___ 原文

高蕴嶙
(重庆市南岸区人民检察院,重庆 401336)
刑事错案并非一个法律术语,因此,我国刑事立法上还没有统一、权威的界定。但是关于刑事错案的类型,基本上具有一个统一的认识,即一是犯罪事实认定错误的刑事错案;二是刑事实体法适用错误的刑事错案;三是刑事程序法适用错误的刑事错案。
尽管对刑事错案的基本类型能达成共识,但是理论界关于刑事错案的认定标准主要存在四种不同观点。[1]第一种观点认为,刑事错案的认定应当采取客观标准,即所谓的客观说。该说认为刑事错案的认定应当根据刑事案件的最终处理结果来判断其是否属于刑事错案。第二种观点认为,刑事错案的认定应当采取主观标准,即所谓的主观说。该说不考虑刑事案件的最终处理结果,而是根据刑事司法人员在刑事案件的办理过程中是否存在主观过错作为刑事错案的认定标准。第三种观点认为,刑事错案的认定应当采取客观和主观相结合的标准,即所谓的主客观统一说。该说认为刑事错案的认定不仅要考虑案件的最终处理结果,还要考虑刑事司法办案人员的主观过错,即刑事错案的界定应综合考虑客观标准、法律标准、主观标准,系统全面地考察司法人员办理案件的过程及结果是否违反法律规定。第四种观点认为,刑事错案的认定应当采取三种标准,即所谓的“三重标准说”。该说是为了调和客观说、主观说、主客观统一说在界定刑事错案方面存在的问题而提出的,认为刑事错案的界定标准应分为刑事错案纠正、刑事错案赔偿、刑事错案追究等三重标准。

______
___ 条目摘录

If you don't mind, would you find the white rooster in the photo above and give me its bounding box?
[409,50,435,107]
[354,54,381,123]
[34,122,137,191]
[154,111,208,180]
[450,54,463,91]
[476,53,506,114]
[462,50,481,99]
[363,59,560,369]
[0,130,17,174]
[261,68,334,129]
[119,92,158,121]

______

▶ _任务清单_:
1) 照录关于刑事错案的原文中以含有“刑事错案并非一个法律术语,因”的词句开头、到“偿、刑事错案追究等三重标准。”为止的部分，一字不改。
2) 从关于刑事错案认定标准的原文最后一句之后接着往下写。
以上条目与原文没有关系。

▶ _参考答案_:
1)
刑事错案并非一个法律术语,因此,我国刑事立法上还没有统一、权威的界定。但是关于刑事错案的类型,基本上具有一个统一的认识,即一是犯罪事实认定错误的刑事错案;二是刑事实体法适用错误的刑事错案;三是刑事程序法适用错误的刑事错案。
尽管对刑事错案的基本类型能达成共识,但是理论界关于刑事错案的认定标准主要存在四种不同观点。[1]第一种观点认为,刑事错案的认定应当采取客观标准,即所谓的客观说。该说认为刑事错案的认定应当根据刑事案件的最终处理结果来判断其是否属于刑事错案。第二种观点认为,刑事错案的认定应当采取主观标准,即所谓的主观说。该说不考虑刑事案件的最终处理结果,而是根据刑事司法人员在刑事案件的办理过程中是否存在主观过错作为刑事错案的认定标准。第三种观点认为,刑事错案的认定应当采取客观和主观相结合的标准,即所谓的主客观统一说。该说认为刑事错案的认定不仅要考虑案件的最终处理结果,还要考虑刑事司法办案人员的主观过错,即刑事错案的界定应综合考虑客观标准、法律标准、主观标准,系统全面地考察司法人员办理案件的过程及结果是否违反法律规定。第四种观点认为,刑事错案的认定应当采取三种标准,即所谓的“三重标准说”。该说是为了调和客观说、主观说、主客观统一说在界定刑事错案方面存在的问题而提出的,认为刑事错案的界定标准应分为刑事错案纠正、刑事错案赔偿、刑事错案追究等三重标准。

2)
主观说以及主客观统一说主要是基于应否对刑事办案人员追责而提出的,三重标准说明显是刑事错案的下位概念,其只是将错案进行了分类,导致刑事错案在三种语境下的不同认定标准。[2]由于刑事错案既可能发生在侦查阶段,如公安机关将不该立案侦查的人进行了立案侦查,或者进行了违法的侦查取证等,而后被检察机关纠正的刑事案件;也可能发生在检察阶段,如公安机关提请审查逮捕的案件、提请审查起诉的案件,本不应该逮捕或本不应该起诉的案件,检察机关却进行了逮捕或进行了公诉,而后被人民法院判处无罪的刑事案件;还有可能发生在审判阶段,如针对人民检察院提起公诉的刑事案件,本应该判决无罪的,却进行了有罪宣判,而后被本院或上级人民法院改判的刑事案件。因此,本文仅从刑事错案是一种客观的司法事实角度出发来探究检察机关在这类刑事错案中的责任问题。
我国《刑事诉讼法》第三条,赋予公安机关在刑事案件中具有侦查、拘留、执行逮捕、预审等权力;赋予检察机关在刑事案件中具有检察、批准逮捕、提起公诉等权力;赋予人民法院在刑事案件中具有审判权。而一个完整的刑事案件必须先由公安机关立案侦查,然后由检察机关批准或不批准逮捕、提起公诉,最后由人民法院依法判决。可见,刑事案件中检察机关的审查逮捕权和审查起诉权处于刑事案件办理的中间环节。审查逮捕权和审查起诉权也被人们认为是防止刑事错案的两道防线,而人民法院的审判权被认为是防止刑事错案的最后一道防线。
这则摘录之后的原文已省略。